___ Dokumenttext
Roger Cicero: Danke für diesen guten Morgen

Von Trennungen auf dem Parkplatz, Patchworkfamilien und dem Mut zum Neuanfang: Roger Cicero verarbeitet auf seinem neuen Album „Was immer auch kommt“ private Krisen. Und liebt trotzdem optimistisch.

Wie er’s auch dreht und wendet, am Ende kommt dann doch wieder etwas Hoffnungsvolles heraus. Zwischen all den Jammerpop-Poeten leuchtet Roger Cicero als Sonnyboy der deutschen Musikszene heraus. Er will nicht mal eben schnell die Welt retten, der 43-Jährige wäre schon froh, wenn er sein eigenes Leben im Griff hätte. Auf seinem neuen Album „Was immer auch kommt“ verarbeitet der Berliner die Trennung von seiner Langzeitpartnerin. Sieben Jahre waren die beiden ein Paar, 2008 kam ihr Sohn zur Welt. Im vergangenen Sommer aber brach die Kleinfamilie auseinander.

Deshalb in Selbstmitleid zu versinken, wäre aber nicht Roger Ciceros Ding. Im Gegenteil: Er geriet in einen wahren Schaffensrausch. Ums Nach-vorne- Schauen geht es in den Liedern, um das Scheitern als Chance, um den Mut, einen Neuanfang zu wagen. Das kann dann auch mal ziemlich kirchentagsmäßig klingen. Bei Zeilen wie „Wenn du die Wahl hast, ob du steh’n bleibst oder tanzt, dann hoff ich, dass du tanzt“ greift man unwillkürlich zum Booklet, um sicherzugehen, dass der Text nicht vielleicht doch von Margot Käßmann stammt.

Und doch berührt das Private nie peinlich, wirkt der Optimismus nicht aufgesetzt. Weil die Songs vom Sänger eben nicht zur Klampfe vorgetragen werden, sondern zusammen mit den großartigen Jungs seiner Bigband. Die haben den richtigen jazzigen Drive, steuern sonnige Sounds bei, fahren mit knackigen Bläsern dazwischen, wenn es zu sentimental wird. Immer ist da irgendwo ein scheinbar improvisiert hingetupftes Dubidu- Motiv auf dem Piano, eine frech quakende Hammondorgel. Cicero ist prächtig bei Stimme, sein Bariton klingt lässig und sexy, mit dieser unverwechselbaren Mischung aus Samt und Kernigkeit.
______
___ Bereitgestellte Einträge
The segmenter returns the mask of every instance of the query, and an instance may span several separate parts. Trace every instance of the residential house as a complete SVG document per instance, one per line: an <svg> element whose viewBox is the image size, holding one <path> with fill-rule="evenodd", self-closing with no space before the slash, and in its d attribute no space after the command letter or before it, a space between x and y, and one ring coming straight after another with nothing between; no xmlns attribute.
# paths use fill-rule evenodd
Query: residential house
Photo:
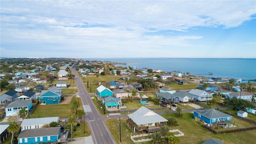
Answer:
<svg viewBox="0 0 256 144"><path fill-rule="evenodd" d="M28 111L32 107L32 101L30 100L17 100L12 102L5 107L6 117L18 114L19 111L22 108L25 108Z"/></svg>
<svg viewBox="0 0 256 144"><path fill-rule="evenodd" d="M141 90L141 89L142 88L142 84L136 82L130 83L130 86L134 87L138 90Z"/></svg>
<svg viewBox="0 0 256 144"><path fill-rule="evenodd" d="M18 92L11 90L0 96L1 104L7 104L17 100Z"/></svg>
<svg viewBox="0 0 256 144"><path fill-rule="evenodd" d="M188 93L195 96L196 100L199 102L212 100L212 96L204 90L196 89L191 90Z"/></svg>
<svg viewBox="0 0 256 144"><path fill-rule="evenodd" d="M59 81L55 82L54 85L57 88L67 88L68 87L68 82Z"/></svg>
<svg viewBox="0 0 256 144"><path fill-rule="evenodd" d="M114 98L112 96L108 96L104 99L102 102L105 104L107 109L109 107L111 108L117 108L118 106L122 106L122 101L119 98Z"/></svg>
<svg viewBox="0 0 256 144"><path fill-rule="evenodd" d="M28 91L17 98L17 100L36 100L36 93Z"/></svg>
<svg viewBox="0 0 256 144"><path fill-rule="evenodd" d="M239 110L237 112L237 116L242 118L246 118L248 116L248 113L243 111Z"/></svg>
<svg viewBox="0 0 256 144"><path fill-rule="evenodd" d="M187 79L182 78L176 77L175 78L175 81L179 84L187 83Z"/></svg>
<svg viewBox="0 0 256 144"><path fill-rule="evenodd" d="M232 87L232 91L234 92L240 92L242 90L240 86L233 86Z"/></svg>
<svg viewBox="0 0 256 144"><path fill-rule="evenodd" d="M160 96L162 96L162 98L160 99ZM167 92L156 93L156 98L160 100L160 102L161 104L163 102L166 105L174 102L179 102L180 101L180 98L178 96Z"/></svg>
<svg viewBox="0 0 256 144"><path fill-rule="evenodd" d="M159 82L156 82L156 84L158 88L162 88L165 86L165 84Z"/></svg>
<svg viewBox="0 0 256 144"><path fill-rule="evenodd" d="M168 78L172 77L172 76L171 74L163 74L160 76L160 78L162 80L167 80Z"/></svg>
<svg viewBox="0 0 256 144"><path fill-rule="evenodd" d="M240 91L229 94L228 98L232 98L233 97L235 97L237 99L241 99L251 102L253 96L255 96L255 95L246 91Z"/></svg>
<svg viewBox="0 0 256 144"><path fill-rule="evenodd" d="M113 96L113 92L103 85L100 85L96 89L96 90L97 98L98 100L101 100L102 98L108 96Z"/></svg>
<svg viewBox="0 0 256 144"><path fill-rule="evenodd" d="M204 122L204 124L208 124L210 127L216 123L226 124L232 121L232 116L213 108L197 109L193 111L194 120L198 122Z"/></svg>
<svg viewBox="0 0 256 144"><path fill-rule="evenodd" d="M144 106L128 114L127 123L134 132L148 133L160 130L160 127L168 121L161 116Z"/></svg>
<svg viewBox="0 0 256 144"><path fill-rule="evenodd" d="M10 132L7 130L9 124L0 124L0 144L4 142L7 138L7 136L10 135Z"/></svg>
<svg viewBox="0 0 256 144"><path fill-rule="evenodd" d="M18 137L18 144L52 144L56 143L57 142L66 142L68 130L61 130L60 128L61 127L59 126L22 130Z"/></svg>
<svg viewBox="0 0 256 144"><path fill-rule="evenodd" d="M34 87L34 90L36 92L41 92L42 90L44 90L44 86L42 84L38 84Z"/></svg>
<svg viewBox="0 0 256 144"><path fill-rule="evenodd" d="M195 100L195 96L183 91L178 91L173 93L173 95L178 96L180 98L180 101L184 102L193 102Z"/></svg>
<svg viewBox="0 0 256 144"><path fill-rule="evenodd" d="M59 123L58 117L24 119L21 123L21 130L25 130L40 128L45 125L49 125L52 122Z"/></svg>
<svg viewBox="0 0 256 144"><path fill-rule="evenodd" d="M128 97L128 92L122 89L114 90L113 94L115 97L119 98L121 99L126 98Z"/></svg>
<svg viewBox="0 0 256 144"><path fill-rule="evenodd" d="M167 87L162 87L159 88L160 92L169 92L170 94L173 94L174 92L176 92L176 90L173 90L171 88Z"/></svg>
<svg viewBox="0 0 256 144"><path fill-rule="evenodd" d="M62 98L61 88L55 86L49 90L43 90L39 97L39 102L45 104L60 104Z"/></svg>
<svg viewBox="0 0 256 144"><path fill-rule="evenodd" d="M205 88L204 87L204 85L201 84L198 86L199 88L200 88L200 89L202 90L204 90L206 91L211 92L214 92L215 91L218 90L218 85L216 84L208 84L207 85L207 87L206 88L205 90Z"/></svg>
______
### Aufgabe A
Wie lange waren Roger Cicero und seine Langzeitpartnerin laut dem Artikel über sein neues Album ein Paar?
### Aufgabe B
Setze den Artikel über Roger Ciceros Album „Was immer auch kommt“ fort.

### Ergebnis A
Sieben Jahre.

### Ergebnis B
Besonders inspiriert sind die Beziehungssongs. Kaputt reimt sich da auf Hollywood, allerdings nicht, um auf die Tränendrüse zu drücken. Wie er das Ende seiner Liebe beschreibt, das so gar nicht in Cinemascope abläuft, Dienstagnachmittag auf einem Supermarktparkplatz, ohne Script, ohne Hoffnung auf einen Cliffhanger, das hat Größe. Und die Fortsetzung sprüht vor Witz, wenn sich beide Partner neu verlieben, natürlich in Leidensgenossen mit eigenem Patchworkfamilien-Anhang: „Hier expandiert ’ne Familie beim Versuch, sich zu trennen.“

Das Leben, laut Roger Cicero „ja auch nur ein Mensch“, geht weiter. Und doch bleibt da eine Restbitternis, wenn der von zu Hause ausgezogene Vater in der alten Wohnung seinen Sohn zu Bett bringt und innerlich fleht: „Bitte stell die Frage nicht, wohin ich jetzt noch geh’“. Der Song trägt die Unglückszahl 13 auf dem Album, gesampelte Streicher weben einen dunklen Klangteppich, darüber tönt einsam das Klavier. Eigentlich müsste diese Musicalballade grauslicher Kitsch sein, doch Ciceros Zerknirschung ist so glaubwürdig, dass sie zum echten Herzwürger wird.

„Was immer auch kommt“ ist bei Warner erschienen. Auf seiner Tour kommt Cicero erst am 25. Oktober ins Tempodrom.